::: Provided passage

4. Fly under the radar
Ben Carson drew the president’s ire in January after it came to light that the HUD secretary had tapped his son to organize a listening tour in Baltimore, overriding objections from agency ethics experts.
Just weeks later, Carson was engulfed in a second scandal after a whistleblower complaint that he’d busted his office decorating budget, spending $31,000 on a dining room set even as he planned deep spending cuts to the agency.
Trump reportedly was furious and House Oversight and Government Affairs Committee Chairman Trey Gowdy demanded an explanation. After initially fumbling his response and claiming he knew nothing about the furniture, Carson eventually took the blame and canceled the order.
The scandals have blown over and Carson seems to have largely escaped Trump’s wrath. One reason is HUD’s low position on Trump’s pecking order – the housing agency wasn’t barely on the president’s radar early in his presidency when he was busy building a cabinet. But Trump aides also had reservations about ousting Carson because he’s the only black member of the Cabinet.
The soft-spoken former brain surgeon also maintains a low profile. He flies coach and doesn’t stay at fancy hotels when he travels. He and his wife live outside the Beltway in a Virginia suburb.
The White House pitched in to work on HUD’s messaging during the controversies but Carson was never summoned into the Oval Office for a dressing down, according to a HUD spokesman.

::::::

Explore the material:
- 1) Quote the Ben Carson passage from "The scandals have" up to and including "of the Cabinet.".
- 2) According to the Ben Carson passage, how much did Carson spend on a dining room set?
- 3) Summarize the Ben Carson passage in two sentences.
These lines were taken from a different source than the passage.

::: Supplied material

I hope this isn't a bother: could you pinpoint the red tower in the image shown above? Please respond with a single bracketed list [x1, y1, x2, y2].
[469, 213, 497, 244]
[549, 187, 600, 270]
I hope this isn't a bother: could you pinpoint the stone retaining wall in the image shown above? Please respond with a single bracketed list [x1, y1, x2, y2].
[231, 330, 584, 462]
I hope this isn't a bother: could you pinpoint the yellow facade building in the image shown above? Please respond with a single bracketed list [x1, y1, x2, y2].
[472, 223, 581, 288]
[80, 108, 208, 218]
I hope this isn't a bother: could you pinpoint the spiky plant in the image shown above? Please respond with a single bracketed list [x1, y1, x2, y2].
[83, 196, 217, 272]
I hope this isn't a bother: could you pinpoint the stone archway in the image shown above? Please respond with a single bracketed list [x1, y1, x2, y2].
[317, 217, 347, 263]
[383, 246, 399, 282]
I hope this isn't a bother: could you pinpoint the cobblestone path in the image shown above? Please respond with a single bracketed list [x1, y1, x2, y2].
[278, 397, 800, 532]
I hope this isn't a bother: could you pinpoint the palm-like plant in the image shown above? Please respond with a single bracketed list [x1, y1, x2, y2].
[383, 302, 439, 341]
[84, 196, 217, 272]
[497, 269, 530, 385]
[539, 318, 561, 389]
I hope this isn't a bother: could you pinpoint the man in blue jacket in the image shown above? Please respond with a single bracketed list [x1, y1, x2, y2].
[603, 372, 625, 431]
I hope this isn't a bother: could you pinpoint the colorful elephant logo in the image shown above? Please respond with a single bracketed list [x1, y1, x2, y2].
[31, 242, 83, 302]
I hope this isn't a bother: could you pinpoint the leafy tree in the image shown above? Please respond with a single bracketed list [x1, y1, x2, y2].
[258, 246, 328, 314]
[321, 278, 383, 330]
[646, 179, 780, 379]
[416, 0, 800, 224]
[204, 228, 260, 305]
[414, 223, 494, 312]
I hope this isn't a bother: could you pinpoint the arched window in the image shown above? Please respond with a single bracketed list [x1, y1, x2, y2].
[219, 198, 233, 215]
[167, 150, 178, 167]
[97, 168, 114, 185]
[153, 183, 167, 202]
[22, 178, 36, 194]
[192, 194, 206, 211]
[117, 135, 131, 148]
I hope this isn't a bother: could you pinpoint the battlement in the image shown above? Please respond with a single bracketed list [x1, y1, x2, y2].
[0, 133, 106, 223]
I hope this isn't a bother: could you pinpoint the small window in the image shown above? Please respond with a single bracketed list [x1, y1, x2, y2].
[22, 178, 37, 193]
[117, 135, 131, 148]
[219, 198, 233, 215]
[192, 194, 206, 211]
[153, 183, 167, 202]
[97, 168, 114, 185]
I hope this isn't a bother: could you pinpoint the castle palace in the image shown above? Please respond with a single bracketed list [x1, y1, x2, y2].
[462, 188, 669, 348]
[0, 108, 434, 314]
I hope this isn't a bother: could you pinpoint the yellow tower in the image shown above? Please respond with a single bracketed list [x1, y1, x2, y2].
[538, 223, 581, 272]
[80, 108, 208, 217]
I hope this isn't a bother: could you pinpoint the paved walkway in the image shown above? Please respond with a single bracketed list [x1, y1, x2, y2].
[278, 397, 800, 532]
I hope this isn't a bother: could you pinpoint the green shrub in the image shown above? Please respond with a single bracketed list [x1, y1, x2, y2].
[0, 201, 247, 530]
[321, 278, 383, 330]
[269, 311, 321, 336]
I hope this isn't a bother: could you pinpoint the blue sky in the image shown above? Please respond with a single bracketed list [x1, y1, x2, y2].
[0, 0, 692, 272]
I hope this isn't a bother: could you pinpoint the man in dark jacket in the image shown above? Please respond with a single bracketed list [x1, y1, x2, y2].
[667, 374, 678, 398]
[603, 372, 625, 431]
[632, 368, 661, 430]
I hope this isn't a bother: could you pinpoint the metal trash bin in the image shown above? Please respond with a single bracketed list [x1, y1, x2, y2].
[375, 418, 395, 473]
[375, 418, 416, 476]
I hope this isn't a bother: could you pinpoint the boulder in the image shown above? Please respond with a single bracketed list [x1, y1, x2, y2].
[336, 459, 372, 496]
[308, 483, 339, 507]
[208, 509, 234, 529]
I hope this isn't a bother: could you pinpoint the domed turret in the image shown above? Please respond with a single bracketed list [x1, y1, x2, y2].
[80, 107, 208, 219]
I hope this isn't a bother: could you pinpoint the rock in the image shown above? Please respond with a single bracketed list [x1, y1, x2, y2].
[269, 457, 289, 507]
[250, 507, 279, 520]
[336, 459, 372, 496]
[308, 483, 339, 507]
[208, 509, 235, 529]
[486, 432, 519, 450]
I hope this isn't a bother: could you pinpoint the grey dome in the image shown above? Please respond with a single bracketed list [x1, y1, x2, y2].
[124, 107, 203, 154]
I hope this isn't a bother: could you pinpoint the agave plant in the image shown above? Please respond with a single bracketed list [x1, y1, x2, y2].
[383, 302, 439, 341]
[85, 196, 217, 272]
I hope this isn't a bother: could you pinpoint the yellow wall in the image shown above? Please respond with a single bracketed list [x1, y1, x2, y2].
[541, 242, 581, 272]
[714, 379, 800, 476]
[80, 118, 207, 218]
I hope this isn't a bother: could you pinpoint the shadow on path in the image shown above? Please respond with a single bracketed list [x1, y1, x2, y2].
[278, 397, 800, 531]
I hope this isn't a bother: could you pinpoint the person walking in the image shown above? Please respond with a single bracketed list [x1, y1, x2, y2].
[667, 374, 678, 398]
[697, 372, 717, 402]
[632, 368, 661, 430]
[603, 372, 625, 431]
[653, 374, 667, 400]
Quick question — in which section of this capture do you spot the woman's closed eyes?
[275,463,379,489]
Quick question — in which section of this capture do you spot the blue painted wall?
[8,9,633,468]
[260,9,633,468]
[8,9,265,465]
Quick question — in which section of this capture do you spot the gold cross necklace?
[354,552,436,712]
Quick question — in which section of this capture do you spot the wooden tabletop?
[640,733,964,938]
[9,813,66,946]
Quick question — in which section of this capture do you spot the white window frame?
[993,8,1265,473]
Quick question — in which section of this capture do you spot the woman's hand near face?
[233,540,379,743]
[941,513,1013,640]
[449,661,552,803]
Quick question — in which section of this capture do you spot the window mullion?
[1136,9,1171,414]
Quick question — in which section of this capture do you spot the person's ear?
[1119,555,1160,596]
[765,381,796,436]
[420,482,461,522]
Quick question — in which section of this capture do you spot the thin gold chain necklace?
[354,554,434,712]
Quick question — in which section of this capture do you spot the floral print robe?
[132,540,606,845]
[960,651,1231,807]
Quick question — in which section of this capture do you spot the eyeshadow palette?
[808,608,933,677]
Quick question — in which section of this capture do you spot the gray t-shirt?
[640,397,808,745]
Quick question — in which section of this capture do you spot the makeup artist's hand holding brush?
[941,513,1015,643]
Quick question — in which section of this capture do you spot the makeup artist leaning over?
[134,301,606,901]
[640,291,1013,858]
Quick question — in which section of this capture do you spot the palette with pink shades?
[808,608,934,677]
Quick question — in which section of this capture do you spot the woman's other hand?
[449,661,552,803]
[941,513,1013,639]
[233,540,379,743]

::::::

Answers given:
- 1)
The scandals have blown over and Carson seems to have largely escaped Trump’s wrath. One reason is HUD’s low position on Trump’s pecking order – the housing agency wasn’t barely on the president’s radar early in his presidency when he was busy building a cabinet. But Trump aides also had reservations about ousting Carson because he’s the only black member of the Cabinet.

- 2) $31,000.

- 3) Carson angered Trump after it emerged that he had tapped his son to organize a listening tour over ethics objections and had spent $31,000 on a dining room set while planning deep cuts to the agency. He eventually took the blame and canceled the order, and the scandals blew over, helped by HUD's low place in Trump's pecking order and Carson's low profile.